Reproduce the entries below word for word, omitting the images.

[Dataset rows on where objects appear]
§ §

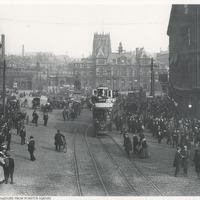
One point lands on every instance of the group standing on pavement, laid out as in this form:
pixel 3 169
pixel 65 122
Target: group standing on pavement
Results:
pixel 159 116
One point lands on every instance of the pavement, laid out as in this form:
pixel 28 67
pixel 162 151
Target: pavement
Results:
pixel 52 174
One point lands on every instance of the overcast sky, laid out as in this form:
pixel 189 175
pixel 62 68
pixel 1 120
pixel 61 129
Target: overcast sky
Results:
pixel 69 28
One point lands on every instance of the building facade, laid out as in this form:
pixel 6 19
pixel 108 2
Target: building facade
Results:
pixel 184 68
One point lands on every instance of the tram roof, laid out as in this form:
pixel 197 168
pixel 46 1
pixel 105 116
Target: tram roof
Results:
pixel 102 87
pixel 102 108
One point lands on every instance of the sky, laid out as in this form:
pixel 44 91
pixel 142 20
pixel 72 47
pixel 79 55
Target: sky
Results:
pixel 68 28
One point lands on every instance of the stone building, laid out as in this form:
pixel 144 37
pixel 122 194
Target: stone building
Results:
pixel 184 55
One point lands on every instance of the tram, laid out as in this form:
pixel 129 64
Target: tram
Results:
pixel 103 102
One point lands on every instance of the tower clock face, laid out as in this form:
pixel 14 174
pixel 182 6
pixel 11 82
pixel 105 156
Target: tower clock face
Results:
pixel 100 52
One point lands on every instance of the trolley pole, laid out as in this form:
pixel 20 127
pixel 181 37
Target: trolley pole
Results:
pixel 152 92
pixel 3 63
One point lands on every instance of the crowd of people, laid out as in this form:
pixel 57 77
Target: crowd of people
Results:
pixel 158 116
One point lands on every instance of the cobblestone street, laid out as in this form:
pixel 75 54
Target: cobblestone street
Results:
pixel 52 173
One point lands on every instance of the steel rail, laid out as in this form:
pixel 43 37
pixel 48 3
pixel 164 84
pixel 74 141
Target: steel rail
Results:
pixel 139 170
pixel 94 162
pixel 118 168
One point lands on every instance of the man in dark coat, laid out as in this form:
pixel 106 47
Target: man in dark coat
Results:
pixel 8 168
pixel 197 163
pixel 185 159
pixel 127 144
pixel 36 118
pixel 58 140
pixel 45 118
pixel 11 168
pixel 135 143
pixel 177 161
pixel 23 135
pixel 8 138
pixel 31 148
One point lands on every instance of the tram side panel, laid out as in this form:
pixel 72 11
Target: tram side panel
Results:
pixel 102 121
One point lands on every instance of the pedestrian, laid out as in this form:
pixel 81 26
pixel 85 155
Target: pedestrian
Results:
pixel 177 161
pixel 18 126
pixel 197 163
pixel 58 140
pixel 11 168
pixel 8 138
pixel 31 148
pixel 36 118
pixel 27 119
pixel 127 144
pixel 6 169
pixel 185 159
pixel 64 144
pixel 64 114
pixel 2 163
pixel 159 134
pixel 144 152
pixel 23 135
pixel 135 143
pixel 45 118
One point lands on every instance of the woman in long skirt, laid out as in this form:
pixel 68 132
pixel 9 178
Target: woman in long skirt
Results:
pixel 2 163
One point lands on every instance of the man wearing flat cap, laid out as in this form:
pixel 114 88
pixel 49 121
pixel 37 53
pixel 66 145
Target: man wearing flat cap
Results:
pixel 31 148
pixel 177 161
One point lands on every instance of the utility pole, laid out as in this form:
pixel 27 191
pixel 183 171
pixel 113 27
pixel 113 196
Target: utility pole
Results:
pixel 152 92
pixel 3 63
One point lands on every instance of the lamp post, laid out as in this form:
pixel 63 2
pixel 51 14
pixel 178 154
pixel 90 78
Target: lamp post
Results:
pixel 152 92
pixel 3 63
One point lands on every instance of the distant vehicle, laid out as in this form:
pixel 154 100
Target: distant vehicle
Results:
pixel 102 110
pixel 36 102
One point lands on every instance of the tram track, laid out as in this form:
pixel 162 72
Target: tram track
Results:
pixel 88 178
pixel 151 185
pixel 102 156
pixel 113 178
pixel 75 163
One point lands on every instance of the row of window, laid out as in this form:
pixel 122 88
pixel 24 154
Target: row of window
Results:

§ §

§ **Solution to this task**:
One point lands on every instance of the group standing on pavement, laid out as in this form:
pixel 3 169
pixel 65 122
Target: group standing on pavement
Results:
pixel 159 116
One point lands on every instance of the pavement, laid out as in this form:
pixel 28 67
pixel 162 151
Target: pavement
Results:
pixel 52 174
One point lands on every instance of the overcast sky, laid out as in this form:
pixel 189 175
pixel 62 68
pixel 1 120
pixel 61 129
Target: overcast sky
Results:
pixel 69 28
One point lands on every instance of the building facade, laid out as in this form:
pixel 6 19
pixel 108 2
Target: building facade
Results:
pixel 184 68
One point lands on every instance of the tram roof, laid out as in this form:
pixel 197 168
pixel 46 1
pixel 105 116
Target: tram roof
Results:
pixel 102 87
pixel 102 108
One point lands on every instance of the sky, laid out as in this form:
pixel 44 91
pixel 142 20
pixel 72 47
pixel 79 55
Target: sky
Results:
pixel 68 28
One point lands on every instance of the stone building, laid out as in this form:
pixel 144 37
pixel 122 194
Target: stone building
Results:
pixel 184 55
One point lands on every instance of the tram, laid out as in this form:
pixel 129 64
Target: tram
Results:
pixel 103 102
One point lands on every instance of the tower clock face, laid out as in this form:
pixel 14 174
pixel 182 6
pixel 11 82
pixel 105 156
Target: tower clock face
Results:
pixel 100 52
One point lands on every instance of the trolley pole, laid out as in this form:
pixel 20 127
pixel 181 37
Target: trolley pole
Results:
pixel 152 92
pixel 3 63
One point lands on every instance of the crowd of people, laid out as in this form:
pixel 57 77
Target: crowd of people
Results:
pixel 158 116
One point lands on every instance of the cobblestone street, laid out as in this form:
pixel 75 54
Target: cobblestone street
Results:
pixel 52 173
One point lands on every instance of the steel rail, laid out as in this form:
pixel 43 37
pixel 48 3
pixel 164 84
pixel 74 141
Target: steel rail
Results:
pixel 139 170
pixel 94 162
pixel 118 168
One point lands on every instance of the man in dark coat, laid out as in this form:
pixel 106 47
Target: man in dark coat
Results:
pixel 8 168
pixel 197 163
pixel 185 159
pixel 127 144
pixel 36 118
pixel 58 140
pixel 45 118
pixel 11 168
pixel 135 143
pixel 177 161
pixel 23 135
pixel 8 138
pixel 31 148
One point lands on every instance of the tram side panel, laid out as in this form:
pixel 72 11
Target: tram side panel
Results:
pixel 102 121
One point lands on every instance of the pedestrian, laid out as in this form:
pixel 81 26
pixel 85 155
Target: pedestrian
Results:
pixel 177 161
pixel 18 126
pixel 197 163
pixel 58 140
pixel 11 168
pixel 8 138
pixel 31 148
pixel 36 118
pixel 27 119
pixel 127 144
pixel 6 169
pixel 185 159
pixel 64 144
pixel 64 114
pixel 2 163
pixel 159 134
pixel 144 152
pixel 23 135
pixel 135 143
pixel 45 118
One point lands on every instance of the woman in long skirt, laid out as in this form:
pixel 68 132
pixel 9 178
Target: woman in long skirt
Results:
pixel 2 163
One point lands on every instance of the man wearing flat cap, laid out as in this form:
pixel 114 88
pixel 49 121
pixel 37 53
pixel 66 145
Target: man wearing flat cap
Results:
pixel 31 148
pixel 177 161
One point lands on every instance of the utility pole, laid out as in this form:
pixel 27 191
pixel 183 171
pixel 113 27
pixel 113 196
Target: utility pole
Results:
pixel 152 92
pixel 3 63
One point lands on every instance of the lamp post, laid out as in this form:
pixel 63 2
pixel 51 14
pixel 178 154
pixel 90 78
Target: lamp post
Results:
pixel 152 92
pixel 3 63
One point lands on every instance of the distant vehicle, laid out as in this form:
pixel 154 100
Target: distant vehicle
Results:
pixel 102 110
pixel 36 102
One point lands on every instance of the tram track, laid out as in this form:
pixel 162 72
Target: tram track
Results:
pixel 88 178
pixel 151 185
pixel 102 156
pixel 113 178
pixel 75 163
One point lands on every instance of the row of window, laid out as in this form:
pixel 122 88
pixel 24 154
Target: row of window
Results:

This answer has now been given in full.